Data excerpts
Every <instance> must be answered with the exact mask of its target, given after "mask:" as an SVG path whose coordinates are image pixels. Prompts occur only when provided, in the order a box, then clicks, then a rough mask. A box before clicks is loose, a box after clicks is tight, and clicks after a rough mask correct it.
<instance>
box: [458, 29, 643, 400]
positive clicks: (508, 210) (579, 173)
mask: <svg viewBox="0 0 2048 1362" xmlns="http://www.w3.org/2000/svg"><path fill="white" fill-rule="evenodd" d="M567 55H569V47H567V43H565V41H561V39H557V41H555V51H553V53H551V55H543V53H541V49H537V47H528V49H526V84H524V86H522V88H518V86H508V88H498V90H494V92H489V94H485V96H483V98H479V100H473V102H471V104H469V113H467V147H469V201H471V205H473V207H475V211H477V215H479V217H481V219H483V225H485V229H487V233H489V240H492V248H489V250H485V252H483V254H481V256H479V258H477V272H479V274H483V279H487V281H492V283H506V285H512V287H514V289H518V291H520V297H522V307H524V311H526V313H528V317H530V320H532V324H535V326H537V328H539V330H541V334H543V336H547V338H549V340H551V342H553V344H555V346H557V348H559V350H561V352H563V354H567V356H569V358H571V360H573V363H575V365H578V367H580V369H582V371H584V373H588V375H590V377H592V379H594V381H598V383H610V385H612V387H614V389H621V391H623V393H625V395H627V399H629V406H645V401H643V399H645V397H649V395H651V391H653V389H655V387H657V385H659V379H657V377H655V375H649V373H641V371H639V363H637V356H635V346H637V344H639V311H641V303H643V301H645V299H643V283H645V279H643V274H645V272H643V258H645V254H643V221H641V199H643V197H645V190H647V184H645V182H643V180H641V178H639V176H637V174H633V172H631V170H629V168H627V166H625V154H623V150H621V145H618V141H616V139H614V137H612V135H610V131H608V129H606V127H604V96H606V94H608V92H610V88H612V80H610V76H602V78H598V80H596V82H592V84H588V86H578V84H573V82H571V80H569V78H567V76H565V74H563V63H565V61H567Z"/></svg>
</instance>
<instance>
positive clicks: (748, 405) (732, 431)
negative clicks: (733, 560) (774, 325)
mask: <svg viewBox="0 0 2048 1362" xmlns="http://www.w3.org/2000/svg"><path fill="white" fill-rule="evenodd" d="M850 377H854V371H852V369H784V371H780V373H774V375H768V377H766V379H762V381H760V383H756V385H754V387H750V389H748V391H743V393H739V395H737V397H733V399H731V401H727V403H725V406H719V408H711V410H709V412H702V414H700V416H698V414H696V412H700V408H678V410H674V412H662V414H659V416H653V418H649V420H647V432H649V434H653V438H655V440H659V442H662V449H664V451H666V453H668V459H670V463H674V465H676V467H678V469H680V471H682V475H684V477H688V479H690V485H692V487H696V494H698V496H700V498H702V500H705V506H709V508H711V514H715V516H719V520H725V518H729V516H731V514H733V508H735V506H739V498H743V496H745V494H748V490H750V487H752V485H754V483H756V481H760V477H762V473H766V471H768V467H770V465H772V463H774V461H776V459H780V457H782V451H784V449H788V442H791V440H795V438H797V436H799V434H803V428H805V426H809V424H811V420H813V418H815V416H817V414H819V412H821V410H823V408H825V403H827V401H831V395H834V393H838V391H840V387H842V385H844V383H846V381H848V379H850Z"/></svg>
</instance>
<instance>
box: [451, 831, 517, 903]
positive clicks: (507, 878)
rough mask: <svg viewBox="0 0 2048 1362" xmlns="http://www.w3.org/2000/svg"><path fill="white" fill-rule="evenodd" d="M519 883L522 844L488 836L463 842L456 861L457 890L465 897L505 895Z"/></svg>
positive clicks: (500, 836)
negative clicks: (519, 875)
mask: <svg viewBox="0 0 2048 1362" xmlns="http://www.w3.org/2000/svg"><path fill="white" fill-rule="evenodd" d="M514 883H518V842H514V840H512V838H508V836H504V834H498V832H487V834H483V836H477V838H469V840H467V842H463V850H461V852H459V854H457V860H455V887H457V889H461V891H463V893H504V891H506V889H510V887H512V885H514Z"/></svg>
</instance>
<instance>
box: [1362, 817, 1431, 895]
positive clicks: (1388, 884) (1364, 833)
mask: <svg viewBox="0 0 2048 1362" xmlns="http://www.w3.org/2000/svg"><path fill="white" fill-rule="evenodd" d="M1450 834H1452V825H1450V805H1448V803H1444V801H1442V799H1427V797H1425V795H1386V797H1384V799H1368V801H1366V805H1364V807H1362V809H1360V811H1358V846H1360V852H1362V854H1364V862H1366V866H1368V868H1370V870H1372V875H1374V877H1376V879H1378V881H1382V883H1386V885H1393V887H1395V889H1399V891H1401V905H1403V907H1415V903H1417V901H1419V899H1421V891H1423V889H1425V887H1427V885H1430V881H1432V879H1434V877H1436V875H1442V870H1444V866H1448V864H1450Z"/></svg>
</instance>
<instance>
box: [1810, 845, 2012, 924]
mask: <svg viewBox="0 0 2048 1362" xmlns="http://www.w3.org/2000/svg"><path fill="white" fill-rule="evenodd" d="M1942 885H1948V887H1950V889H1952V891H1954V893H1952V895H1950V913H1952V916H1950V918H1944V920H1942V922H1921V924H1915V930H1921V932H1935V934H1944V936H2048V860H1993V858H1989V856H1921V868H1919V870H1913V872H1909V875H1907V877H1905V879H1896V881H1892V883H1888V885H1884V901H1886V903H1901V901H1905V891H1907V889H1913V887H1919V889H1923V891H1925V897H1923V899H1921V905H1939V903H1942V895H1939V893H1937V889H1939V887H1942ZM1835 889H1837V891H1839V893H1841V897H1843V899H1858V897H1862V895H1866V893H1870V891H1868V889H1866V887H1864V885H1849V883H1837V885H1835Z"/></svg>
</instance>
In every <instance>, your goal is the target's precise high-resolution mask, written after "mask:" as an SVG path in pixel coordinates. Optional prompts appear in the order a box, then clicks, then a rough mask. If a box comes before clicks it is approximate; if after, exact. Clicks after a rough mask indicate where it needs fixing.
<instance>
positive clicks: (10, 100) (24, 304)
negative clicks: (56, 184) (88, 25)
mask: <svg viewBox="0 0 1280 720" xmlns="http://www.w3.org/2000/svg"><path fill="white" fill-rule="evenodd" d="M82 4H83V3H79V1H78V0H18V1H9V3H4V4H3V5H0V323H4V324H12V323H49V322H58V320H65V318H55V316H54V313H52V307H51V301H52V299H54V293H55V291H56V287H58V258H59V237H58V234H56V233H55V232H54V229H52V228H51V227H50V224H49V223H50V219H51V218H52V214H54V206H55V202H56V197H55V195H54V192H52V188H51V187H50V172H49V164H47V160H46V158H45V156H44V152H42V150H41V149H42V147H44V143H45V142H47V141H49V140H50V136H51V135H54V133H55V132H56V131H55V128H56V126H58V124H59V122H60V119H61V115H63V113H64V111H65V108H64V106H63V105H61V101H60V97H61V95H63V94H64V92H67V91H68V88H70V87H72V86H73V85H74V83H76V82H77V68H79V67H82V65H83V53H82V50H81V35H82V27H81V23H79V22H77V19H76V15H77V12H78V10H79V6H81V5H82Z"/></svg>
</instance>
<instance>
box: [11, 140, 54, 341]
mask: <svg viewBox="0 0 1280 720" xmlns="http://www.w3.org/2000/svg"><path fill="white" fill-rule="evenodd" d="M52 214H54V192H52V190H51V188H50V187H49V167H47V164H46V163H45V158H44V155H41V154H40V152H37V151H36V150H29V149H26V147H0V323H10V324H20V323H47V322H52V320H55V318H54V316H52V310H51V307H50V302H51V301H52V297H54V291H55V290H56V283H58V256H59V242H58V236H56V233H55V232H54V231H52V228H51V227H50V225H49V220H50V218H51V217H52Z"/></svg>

Instruction: Copy down every record, keeping each one exact.

Answer box:
Every <instance> must be answered with the exact mask of its target, given after "mask:" as an SVG path whose coordinates are image pixels. Prompts occur only when provided, in the order a box, then clicks, then a rough mask. A box before clicks is loose, a box after clicks is tight, and clicks after a rough mask correct it.
<instance>
box: [458, 29, 643, 400]
positive clicks: (508, 210) (579, 173)
mask: <svg viewBox="0 0 2048 1362" xmlns="http://www.w3.org/2000/svg"><path fill="white" fill-rule="evenodd" d="M567 55H569V47H567V43H565V41H561V39H557V41H555V51H553V53H551V55H543V53H541V49H537V47H528V49H526V84H524V86H522V88H518V86H508V88H498V90H494V92H489V94H485V96H483V98H479V100H473V102H471V104H469V113H467V147H469V201H471V205H473V207H475V211H477V215H479V217H481V219H483V225H485V229H487V233H489V240H492V248H489V250H485V252H483V254H481V256H479V258H477V272H479V274H483V279H487V281H492V283H506V285H512V287H514V289H518V291H520V297H522V307H524V311H526V313H528V317H530V320H532V324H535V326H537V328H539V330H541V334H543V336H547V338H549V340H551V342H553V344H555V346H557V348H559V350H561V352H563V354H567V356H569V358H571V360H573V363H575V365H578V367H580V369H582V371H584V373H588V375H590V377H592V379H594V381H598V383H610V385H612V387H614V389H621V391H623V393H625V395H627V399H629V406H645V401H643V399H645V397H649V395H651V391H653V389H655V387H657V385H659V379H657V377H655V375H649V373H641V371H639V363H637V356H635V346H637V344H639V311H641V303H643V301H645V299H643V283H645V279H643V274H645V272H643V258H645V254H643V221H641V199H643V197H645V190H647V184H645V182H643V180H641V178H639V176H637V174H633V172H631V170H629V168H627V166H625V154H623V150H621V145H618V141H616V139H614V137H612V135H610V131H608V129H606V127H604V96H606V94H608V92H610V88H612V80H610V76H602V78H598V80H596V82H592V84H588V86H578V84H573V82H571V80H569V78H567V76H565V74H563V63H565V61H567Z"/></svg>
</instance>
<instance>
positive clicks: (748, 405) (732, 431)
negative clicks: (733, 560) (774, 325)
mask: <svg viewBox="0 0 2048 1362" xmlns="http://www.w3.org/2000/svg"><path fill="white" fill-rule="evenodd" d="M850 377H854V371H852V369H784V371H780V373H774V375H768V377H766V379H762V381H760V383H756V385H754V387H750V389H748V391H743V393H739V395H737V397H733V399H731V401H727V403H725V406H719V408H711V410H709V412H702V414H700V416H698V414H696V412H700V408H678V410H674V412H662V414H659V416H653V418H649V420H647V432H649V434H653V438H655V440H659V442H662V449H664V451H666V453H668V459H670V463H674V465H676V467H678V469H680V471H682V475H684V477H688V479H690V485H692V487H696V494H698V496H700V498H702V500H705V506H709V508H711V514H715V516H719V520H725V518H729V516H731V514H733V508H735V506H739V498H743V496H745V494H748V490H750V487H752V485H754V483H756V481H760V477H762V473H766V471H768V467H770V465H772V463H774V461H776V459H780V457H782V451H784V449H788V442H791V440H795V438H797V436H799V434H803V428H805V426H809V424H811V420H813V418H815V416H817V414H819V412H821V410H823V408H825V403H827V401H831V395H834V393H838V391H840V387H842V385H844V383H846V381H848V379H850Z"/></svg>
</instance>
<instance>
box: [451, 831, 517, 903]
positive clicks: (507, 878)
rough mask: <svg viewBox="0 0 2048 1362" xmlns="http://www.w3.org/2000/svg"><path fill="white" fill-rule="evenodd" d="M519 883L522 844L488 836L463 842L456 861L457 890L465 897L505 895Z"/></svg>
positive clicks: (500, 836)
negative clicks: (519, 875)
mask: <svg viewBox="0 0 2048 1362" xmlns="http://www.w3.org/2000/svg"><path fill="white" fill-rule="evenodd" d="M514 883H518V842H514V840H512V838H508V836H504V834H498V832H487V834H483V836H477V838H469V840H467V842H463V850H461V852H459V854H457V860H455V887H457V889H461V891H463V893H504V891H506V889H510V887H512V885H514Z"/></svg>
</instance>
<instance>
box: [1362, 817, 1431, 895]
positive clicks: (1388, 884) (1364, 833)
mask: <svg viewBox="0 0 2048 1362" xmlns="http://www.w3.org/2000/svg"><path fill="white" fill-rule="evenodd" d="M1450 834H1452V825H1450V805H1448V803H1444V801H1442V799H1427V797H1425V795H1386V797H1384V799H1368V801H1366V805H1364V807H1362V809H1360V811H1358V846H1360V852H1362V854H1364V862H1366V866H1368V868H1370V870H1372V875H1374V877H1376V879H1378V881H1382V883H1386V885H1393V887H1395V889H1399V891H1401V905H1403V907H1415V903H1417V901H1419V899H1421V891H1423V889H1425V887H1427V885H1430V881H1432V879H1434V877H1436V875H1442V870H1444V866H1448V864H1450Z"/></svg>
</instance>
<instance>
box: [1810, 845, 2012, 924]
mask: <svg viewBox="0 0 2048 1362" xmlns="http://www.w3.org/2000/svg"><path fill="white" fill-rule="evenodd" d="M1942 885H1948V887H1950V889H1952V891H1954V893H1952V895H1950V913H1952V916H1950V918H1944V920H1942V922H1921V924H1915V930H1921V932H1935V934H1944V936H2048V860H1993V858H1989V856H1921V868H1919V870H1913V872H1909V875H1907V877H1905V879H1896V881H1892V883H1888V885H1884V901H1886V903H1901V901H1905V891H1907V889H1913V887H1919V889H1923V891H1925V897H1923V899H1921V905H1939V903H1942V895H1939V893H1937V889H1939V887H1942ZM1835 889H1837V891H1839V893H1841V897H1843V899H1858V897H1862V895H1866V893H1870V891H1868V889H1866V887H1864V885H1849V883H1837V885H1835Z"/></svg>
</instance>
In every <instance>, your goal is the target's precise high-resolution mask, written after "mask:" as an SVG path in pixel coordinates. Optional prompts appear in the order a box, then clicks, then a rough mask. If a box comes before clicks it is approximate; if after, exact. Clicks after a rough mask indicate where it needs fixing.
<instance>
positive clicks: (10, 100) (24, 304)
negative clicks: (56, 184) (88, 25)
mask: <svg viewBox="0 0 1280 720" xmlns="http://www.w3.org/2000/svg"><path fill="white" fill-rule="evenodd" d="M82 4H83V3H79V1H78V0H18V1H9V3H4V4H3V5H0V323H4V324H12V323H49V322H58V320H65V318H55V316H54V313H52V307H51V301H52V299H54V293H55V291H56V287H58V258H59V237H58V234H56V233H55V232H54V229H52V228H51V227H50V224H49V223H50V219H51V218H52V214H54V206H55V202H56V197H55V195H54V192H52V188H51V187H50V172H49V164H47V160H46V158H45V156H44V152H42V150H41V149H42V147H44V143H45V142H47V141H49V140H50V136H51V135H54V133H55V132H56V131H55V128H56V126H58V124H59V122H60V119H61V115H63V113H64V111H65V108H64V106H63V105H61V101H60V97H61V95H63V94H64V92H67V91H68V88H70V87H72V86H73V85H74V83H76V82H77V68H79V67H82V65H83V53H82V50H81V35H82V27H81V23H79V22H77V19H76V15H77V12H78V10H79V6H81V5H82Z"/></svg>
</instance>
<instance>
box: [11, 140, 54, 341]
mask: <svg viewBox="0 0 1280 720" xmlns="http://www.w3.org/2000/svg"><path fill="white" fill-rule="evenodd" d="M52 214H54V192H52V190H51V188H50V187H49V167H47V164H46V163H45V158H44V155H41V154H40V152H37V151H36V150H29V149H26V147H0V323H10V324H20V323H47V322H52V320H55V318H54V316H52V310H51V307H50V302H51V301H52V297H54V291H55V290H56V283H58V256H59V242H58V236H56V233H55V232H54V231H52V228H51V227H50V225H49V220H50V218H51V217H52Z"/></svg>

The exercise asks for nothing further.